Source records.
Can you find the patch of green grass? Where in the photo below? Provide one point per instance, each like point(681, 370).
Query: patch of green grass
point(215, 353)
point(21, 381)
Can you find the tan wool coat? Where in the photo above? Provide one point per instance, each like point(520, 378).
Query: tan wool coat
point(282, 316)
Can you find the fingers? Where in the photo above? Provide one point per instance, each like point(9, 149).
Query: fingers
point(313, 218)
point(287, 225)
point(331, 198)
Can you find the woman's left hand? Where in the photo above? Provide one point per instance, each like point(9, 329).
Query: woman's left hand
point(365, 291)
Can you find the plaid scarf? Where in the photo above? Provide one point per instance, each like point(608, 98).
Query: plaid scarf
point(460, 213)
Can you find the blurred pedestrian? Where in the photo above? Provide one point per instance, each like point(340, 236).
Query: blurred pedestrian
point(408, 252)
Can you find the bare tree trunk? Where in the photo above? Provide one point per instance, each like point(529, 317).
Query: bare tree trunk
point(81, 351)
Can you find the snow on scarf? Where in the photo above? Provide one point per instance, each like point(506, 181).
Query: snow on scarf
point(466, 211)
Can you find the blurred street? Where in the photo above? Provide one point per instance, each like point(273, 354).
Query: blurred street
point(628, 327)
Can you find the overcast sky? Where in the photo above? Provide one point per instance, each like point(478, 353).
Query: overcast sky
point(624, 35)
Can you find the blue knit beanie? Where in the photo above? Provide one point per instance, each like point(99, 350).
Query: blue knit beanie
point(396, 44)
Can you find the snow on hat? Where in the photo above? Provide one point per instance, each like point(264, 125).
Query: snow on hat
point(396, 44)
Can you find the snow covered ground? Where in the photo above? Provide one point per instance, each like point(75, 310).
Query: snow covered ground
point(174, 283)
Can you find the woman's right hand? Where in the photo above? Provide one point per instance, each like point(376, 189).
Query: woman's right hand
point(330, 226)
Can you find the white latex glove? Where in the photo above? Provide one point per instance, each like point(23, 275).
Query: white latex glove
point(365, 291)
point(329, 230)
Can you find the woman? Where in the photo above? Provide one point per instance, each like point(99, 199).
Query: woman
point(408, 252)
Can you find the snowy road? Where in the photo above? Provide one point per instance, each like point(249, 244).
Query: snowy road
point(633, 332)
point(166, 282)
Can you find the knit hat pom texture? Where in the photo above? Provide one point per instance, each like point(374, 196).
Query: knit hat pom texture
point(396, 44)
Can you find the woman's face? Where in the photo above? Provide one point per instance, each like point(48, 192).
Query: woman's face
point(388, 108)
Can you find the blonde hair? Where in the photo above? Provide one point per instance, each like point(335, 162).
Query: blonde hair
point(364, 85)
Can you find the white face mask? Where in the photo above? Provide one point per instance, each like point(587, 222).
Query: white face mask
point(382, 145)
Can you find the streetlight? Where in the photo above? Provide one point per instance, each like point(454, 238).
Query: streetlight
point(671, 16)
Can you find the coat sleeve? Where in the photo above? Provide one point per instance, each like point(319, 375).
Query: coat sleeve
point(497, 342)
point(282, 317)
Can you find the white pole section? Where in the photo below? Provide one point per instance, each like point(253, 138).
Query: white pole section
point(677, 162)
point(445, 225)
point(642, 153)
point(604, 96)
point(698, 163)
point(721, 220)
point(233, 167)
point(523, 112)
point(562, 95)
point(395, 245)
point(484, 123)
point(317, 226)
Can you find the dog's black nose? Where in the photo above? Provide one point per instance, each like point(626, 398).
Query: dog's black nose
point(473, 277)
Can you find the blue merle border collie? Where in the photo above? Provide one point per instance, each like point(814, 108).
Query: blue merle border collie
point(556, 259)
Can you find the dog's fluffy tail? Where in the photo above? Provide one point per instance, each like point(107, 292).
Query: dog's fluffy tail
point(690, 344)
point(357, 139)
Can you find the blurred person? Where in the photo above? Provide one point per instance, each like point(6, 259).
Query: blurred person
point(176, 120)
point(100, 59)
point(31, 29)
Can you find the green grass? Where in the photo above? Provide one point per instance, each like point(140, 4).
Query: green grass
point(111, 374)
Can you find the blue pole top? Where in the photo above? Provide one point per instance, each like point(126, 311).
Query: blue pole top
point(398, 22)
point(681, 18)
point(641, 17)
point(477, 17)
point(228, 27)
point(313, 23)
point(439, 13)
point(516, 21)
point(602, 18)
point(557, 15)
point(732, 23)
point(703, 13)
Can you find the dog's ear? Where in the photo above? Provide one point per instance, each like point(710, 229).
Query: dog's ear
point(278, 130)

--

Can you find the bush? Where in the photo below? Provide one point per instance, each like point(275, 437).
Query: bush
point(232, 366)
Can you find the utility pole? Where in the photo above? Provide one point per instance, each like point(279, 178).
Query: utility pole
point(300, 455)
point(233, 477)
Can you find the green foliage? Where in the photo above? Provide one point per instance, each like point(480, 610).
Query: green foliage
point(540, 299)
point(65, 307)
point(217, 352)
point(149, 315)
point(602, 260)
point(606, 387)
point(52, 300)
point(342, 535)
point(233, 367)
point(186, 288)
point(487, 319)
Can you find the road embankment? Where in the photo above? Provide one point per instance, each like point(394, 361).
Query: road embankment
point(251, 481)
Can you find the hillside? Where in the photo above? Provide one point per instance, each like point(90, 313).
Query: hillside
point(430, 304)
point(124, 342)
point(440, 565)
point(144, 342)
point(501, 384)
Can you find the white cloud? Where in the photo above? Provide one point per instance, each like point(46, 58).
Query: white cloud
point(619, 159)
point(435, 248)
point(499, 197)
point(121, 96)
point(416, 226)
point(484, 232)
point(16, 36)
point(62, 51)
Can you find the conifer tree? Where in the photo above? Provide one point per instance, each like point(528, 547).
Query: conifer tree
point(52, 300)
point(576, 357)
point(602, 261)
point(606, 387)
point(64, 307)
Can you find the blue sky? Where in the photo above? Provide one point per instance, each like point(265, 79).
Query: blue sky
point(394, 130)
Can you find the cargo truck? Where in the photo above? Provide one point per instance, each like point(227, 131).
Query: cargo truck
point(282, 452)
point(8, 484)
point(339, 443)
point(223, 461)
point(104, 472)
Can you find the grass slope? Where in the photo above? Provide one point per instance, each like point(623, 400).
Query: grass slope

--

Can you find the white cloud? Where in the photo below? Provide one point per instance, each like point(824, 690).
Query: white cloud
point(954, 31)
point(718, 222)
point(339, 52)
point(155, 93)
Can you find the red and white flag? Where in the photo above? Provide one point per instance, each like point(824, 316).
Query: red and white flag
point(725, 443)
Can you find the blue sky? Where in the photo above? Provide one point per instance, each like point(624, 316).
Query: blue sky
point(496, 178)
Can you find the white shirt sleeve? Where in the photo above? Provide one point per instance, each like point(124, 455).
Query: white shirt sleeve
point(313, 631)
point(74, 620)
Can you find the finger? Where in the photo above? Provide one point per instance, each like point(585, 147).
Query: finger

What you need to do.
Return, with no changes, the entries from the line that contains "Can you find the green grass?" through the line that contains "point(278, 130)", including both of those lines.

Correct result.
Can you find the green grass? Where in the photo above? Provide one point per instance, each like point(140, 4).
Query: green grass
point(111, 374)
Can you find the blue pole top? Where in the photo above? Provide one point per instance, each like point(126, 311).
Query: blue pole top
point(398, 22)
point(681, 18)
point(641, 17)
point(477, 17)
point(228, 27)
point(313, 23)
point(439, 13)
point(516, 21)
point(602, 18)
point(557, 15)
point(732, 23)
point(703, 13)
Can you find the dog's ear? Where in the photo above? Provide one point per instance, each like point(710, 229).
Query: dog's ear
point(278, 130)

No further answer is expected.